时值禁酒期间,这位医生写道:“兹证明温斯顿·丘吉尔阁下遭遇意外后,在康复期间必须饮酒,尤其是在就餐时。”医生接着写,需要饮用的数量“自然是不确定的”,但“最低需要250毫升,”也就是8盎司多一点。

That “naturally indefinite” quantity would become one of Churchill’s trademarks, along with his cigars and the rhythms of his voice, which was heavily used in his political career. He was a candidate in 21 parliamentary contests between 1899 and 1955, losing 5 of them. But all of this — even the elaborate touch screens showing every document in the exhibition, along with other documents and transcriptions of handwriting — would inspire purely specialized interest had it not been for Churchill’s speeches and writings from the mid-1930s into the 1950s.

“自然是不确定的”数量的酒,后来成为丘吉尔的招牌之一。除了酒之外,还有香烟,以及他抑扬顿挫的声音——他在政治生涯中大量用到它。1899到 1955年之间,他21次竞选议员,只失败过5次。要不是因为丘吉尔从30年代中期到50年代的演说和著述,所有这些展品——哪怕是展览上显示所有文件的精致触摸屏,还有其他的文件和手稿——都只能激起专业人士的兴趣。

This was a rhetorical achievement, almost a musical one, in which Churchill’s innate optimism provided a kind of elevating promise even as he was trying to map out the scope of cataclysm. It was also a strategic achievement, for in his speeches we can see him demonstrating that there were choices to be made. And it was a political achievement because before the United States was involved in World War II, America had to be addressed as well, made to understand the stakes.

这是一项辩才的成就,他的演说如音乐一般动听,丘吉尔天性乐观,在演说中,哪怕在他描绘灾难之无远弗届时,也给人们做出了振奋人心的许诺。这也是一项战略成就,因为从他的演说中我们可以看出,他宣告人们面前仍有选择。这还是一项政治成就,因为在英国卷入二战之前,他需要让美国人听到,使他们明白其中的利害。

Churchill shaped a notion of the “English-speaking peoples” that proved fundamental because he understood that the English literary and political traditions had defined the very character of liberal democracy that was coming under threat. Churchill’s speeches declared an allegiance of language and of ideology. They also helped shape that allegiance, celebrating a particular heritage and its possibilities, while emphasizing its vulnerabilities and the need for its defense.

· · ·

* _Required actions_
1. Reproduce the Churchill passage between "Churchill shaped a" and "for its defense.", inclusive.
2. Write the next part of the Churchill passage, picking up after its final sentence.
The listing that comes next is separate material and has no connection to the Churchill passage.

· · ·

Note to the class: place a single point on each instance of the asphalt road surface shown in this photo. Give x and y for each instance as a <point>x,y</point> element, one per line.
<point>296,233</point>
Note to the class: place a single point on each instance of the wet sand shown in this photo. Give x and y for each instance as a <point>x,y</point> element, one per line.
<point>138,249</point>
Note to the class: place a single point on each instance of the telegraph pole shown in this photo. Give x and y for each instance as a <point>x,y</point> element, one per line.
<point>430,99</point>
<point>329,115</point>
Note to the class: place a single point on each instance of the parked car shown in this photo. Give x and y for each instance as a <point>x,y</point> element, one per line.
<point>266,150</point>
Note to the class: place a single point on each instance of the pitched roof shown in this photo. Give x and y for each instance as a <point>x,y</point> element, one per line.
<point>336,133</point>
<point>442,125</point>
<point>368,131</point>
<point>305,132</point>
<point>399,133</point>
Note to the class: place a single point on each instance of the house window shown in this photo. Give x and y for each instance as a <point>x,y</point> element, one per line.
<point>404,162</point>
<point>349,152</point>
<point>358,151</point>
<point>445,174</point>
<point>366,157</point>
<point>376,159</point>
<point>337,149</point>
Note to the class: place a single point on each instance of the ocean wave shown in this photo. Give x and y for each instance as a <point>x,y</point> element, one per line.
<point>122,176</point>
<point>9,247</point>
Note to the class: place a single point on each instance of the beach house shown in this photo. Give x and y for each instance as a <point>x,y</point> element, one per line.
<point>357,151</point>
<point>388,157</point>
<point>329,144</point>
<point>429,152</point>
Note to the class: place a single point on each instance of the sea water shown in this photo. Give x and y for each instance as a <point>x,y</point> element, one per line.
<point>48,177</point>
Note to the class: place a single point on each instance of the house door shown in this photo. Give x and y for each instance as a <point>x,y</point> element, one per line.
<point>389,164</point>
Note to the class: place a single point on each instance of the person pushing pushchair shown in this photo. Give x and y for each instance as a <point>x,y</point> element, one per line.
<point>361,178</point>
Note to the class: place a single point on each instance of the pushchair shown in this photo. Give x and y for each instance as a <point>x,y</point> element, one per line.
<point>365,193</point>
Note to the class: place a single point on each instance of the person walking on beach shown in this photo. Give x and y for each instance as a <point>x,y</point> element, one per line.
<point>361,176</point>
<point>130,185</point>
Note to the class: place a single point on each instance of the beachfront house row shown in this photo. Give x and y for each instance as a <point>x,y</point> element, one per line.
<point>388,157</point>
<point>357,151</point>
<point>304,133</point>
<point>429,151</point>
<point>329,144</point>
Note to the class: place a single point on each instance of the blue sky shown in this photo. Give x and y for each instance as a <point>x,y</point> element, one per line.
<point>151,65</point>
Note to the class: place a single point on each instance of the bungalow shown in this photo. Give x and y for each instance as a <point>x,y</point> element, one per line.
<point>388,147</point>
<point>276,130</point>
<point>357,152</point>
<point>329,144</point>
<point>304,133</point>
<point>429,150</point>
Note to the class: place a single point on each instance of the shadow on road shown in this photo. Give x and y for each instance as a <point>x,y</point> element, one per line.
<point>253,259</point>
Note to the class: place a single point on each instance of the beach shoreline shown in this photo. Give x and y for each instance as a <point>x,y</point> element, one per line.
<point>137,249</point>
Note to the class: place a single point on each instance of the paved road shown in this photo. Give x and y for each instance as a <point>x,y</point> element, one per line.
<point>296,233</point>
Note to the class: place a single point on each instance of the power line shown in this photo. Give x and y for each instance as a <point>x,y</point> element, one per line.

· · ·

* _Answers to each task_
1.
Churchill shaped a notion of the “English-speaking peoples” that proved fundamental because he understood that the English literary and political traditions had defined the very character of liberal democracy that was coming under threat. Churchill’s speeches declared an allegiance of language and of ideology. They also helped shape that allegiance, celebrating a particular heritage and its possibilities, while emphasizing its vulnerabilities and the need for its defense.

2.
丘吉尔塑造了“说英语的人”这一概念。事实证明这个概念至关重要,因为他知道,英语文学和政治传统确定了正遭受威胁的自由民主的特征。丘吉尔的演说宣布要忠诚于英语和意识形态。这些演说也帮助塑造了这种忠诚,赞颂一种特定的传统及其可能性,同时强调它容易受到伤害,需要加以守卫。

The achievement is a little like Lincoln’s Gettysburg Address, defining the stakes of the Civil War while reshaping the America’s conception of itself. There are a few comparisons between Churchill and Lincoln in these documents, which seem thoroughly appropriate. (President Roosevelt framed some lines by Lincoln as a 70th-birthday gift for Churchill in 1944.)

这一成就有点像林肯的葛底斯堡演说的成就。林肯的演说指出了内战的利害关系,并重塑了对于美国的认知。展览中多处把丘吉尔和林肯相提并论,这一对比完全是恰当的。(1944年,罗斯福总统曾经抄了林肯的几句话,作为生日礼物,送给70岁的丘吉尔。)

Churchill was attentive to the long line of historical ideas. And his ability to conjure that tradition for support is another reason individual setbacks were less crucial for him. Something larger was at stake. It wasn’t just a matter of opposition; it was a matter of what was being championed, even if the British Empire was in its twilight and the United States was beginning to bear the standard.

丘吉尔十分留意长线的历史观。他借助英语传统支持自己的能力也证明,个人的得失对他来说并不那么重要。某种更重大的东西处于危急关头。这不仅是意见相左的问题,而是捍卫什么的问题,虽然大英帝国已经日薄西山,美国正开始撑起大旗。

This was a reason Churchill urged the United States to claim European territory in the late days of the war, to prevent Stalin from gaining too much control. It was Churchill, in the wake of the war, who saw what was on the horizon. “From Stettin in the Baltic to Trieste in the Adriatic,” he said in his famous 1946 speech in Fulton, Mo., “an iron curtain has descended across the continent.” There would be no respite for the war-weary.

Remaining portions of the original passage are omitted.